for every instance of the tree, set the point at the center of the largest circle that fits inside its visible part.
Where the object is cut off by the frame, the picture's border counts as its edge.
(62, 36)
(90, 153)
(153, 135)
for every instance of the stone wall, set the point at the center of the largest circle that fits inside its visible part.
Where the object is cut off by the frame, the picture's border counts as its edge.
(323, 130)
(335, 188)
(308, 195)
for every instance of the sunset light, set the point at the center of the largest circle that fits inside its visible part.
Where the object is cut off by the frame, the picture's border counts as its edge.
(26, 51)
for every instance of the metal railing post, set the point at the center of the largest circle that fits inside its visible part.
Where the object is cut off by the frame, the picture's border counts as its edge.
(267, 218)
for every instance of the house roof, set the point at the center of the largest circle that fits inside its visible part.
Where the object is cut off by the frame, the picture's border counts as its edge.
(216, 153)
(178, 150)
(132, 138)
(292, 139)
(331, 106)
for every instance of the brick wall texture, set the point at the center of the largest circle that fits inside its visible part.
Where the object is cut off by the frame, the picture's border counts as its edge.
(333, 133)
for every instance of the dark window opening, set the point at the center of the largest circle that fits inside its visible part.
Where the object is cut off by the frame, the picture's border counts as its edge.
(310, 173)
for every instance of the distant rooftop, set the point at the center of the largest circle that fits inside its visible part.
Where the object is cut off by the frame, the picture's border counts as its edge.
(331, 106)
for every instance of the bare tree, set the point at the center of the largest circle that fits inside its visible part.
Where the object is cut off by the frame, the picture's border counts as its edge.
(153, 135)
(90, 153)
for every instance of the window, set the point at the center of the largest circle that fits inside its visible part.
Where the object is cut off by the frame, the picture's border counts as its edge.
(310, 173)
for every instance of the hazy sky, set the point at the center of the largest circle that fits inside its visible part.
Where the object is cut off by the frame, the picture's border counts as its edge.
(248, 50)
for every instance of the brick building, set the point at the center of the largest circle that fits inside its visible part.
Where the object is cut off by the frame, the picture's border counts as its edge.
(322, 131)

**Prompt:**
Copy out every line of the data above, exactly as given.

**Solution to this problem:**
for every instance of the tree, set the point at the center of the largest circle that fits inside its visible part.
Where the object is cut off by the frame, the picture's border counts as its edge.
(62, 36)
(90, 153)
(153, 135)
for every instance of the stone wall, set the point at the center of the largest circle that fits inside its visible part.
Where the object is cut off by the frame, the picture's border counts as its edge.
(323, 130)
(335, 188)
(308, 195)
for every instance of the sunset light, set the point at the center of the largest circle that fits inside its visible part.
Where the object is cut off by the frame, the picture's border counts as its edge.
(26, 51)
for every instance of the metal railing post, set the point at the center of the largest circle that fits inside its visible part.
Where the object is cut off by the frame, the picture's border counts as its edge.
(267, 218)
for every instance of the house roof, set the point at the center of the largest circle that fits inside its visible part.
Where the object is cut off by the frame, the picture's border counts as its edge.
(216, 153)
(178, 150)
(132, 138)
(292, 139)
(331, 106)
for every instance of the brick wall texture, set the point at the center of the largest circle that fits inside its visible part.
Where the object is cut off by the frame, the picture's border counts as its edge.
(333, 133)
for every instance of the dark window opening, set the point at the center of the largest circle that fits inside its visible part.
Where the object is cut off by the frame, the picture's border counts as its edge.
(310, 173)
for every instance of the distant rooftop, set the point at the center of the largest circle that fits inside its visible part.
Where the object is cut off by the frame, the picture's border counts as its edge.
(331, 106)
for every instance of the bare tree, set the point at the center of the largest circle that fits inside its visible part.
Where the object is cut off by the frame, the picture's border counts as its edge.
(153, 135)
(90, 153)
for every instance of the window, set the point at the center of the largest circle that fits inside its visible part.
Where the object is cut off by the frame, the picture's border counts as its edge.
(310, 173)
for every instance of the hazy sky, set the point at the center of the largest circle that fits inside its visible part.
Where the object is cut off by the frame, the picture's border counts as its edge.
(248, 50)
for every instance of the brick building, set the point at the center of the largest circle that fits inside its visible part.
Where the object is cut off by the frame, the picture's border counts as its edge.
(322, 131)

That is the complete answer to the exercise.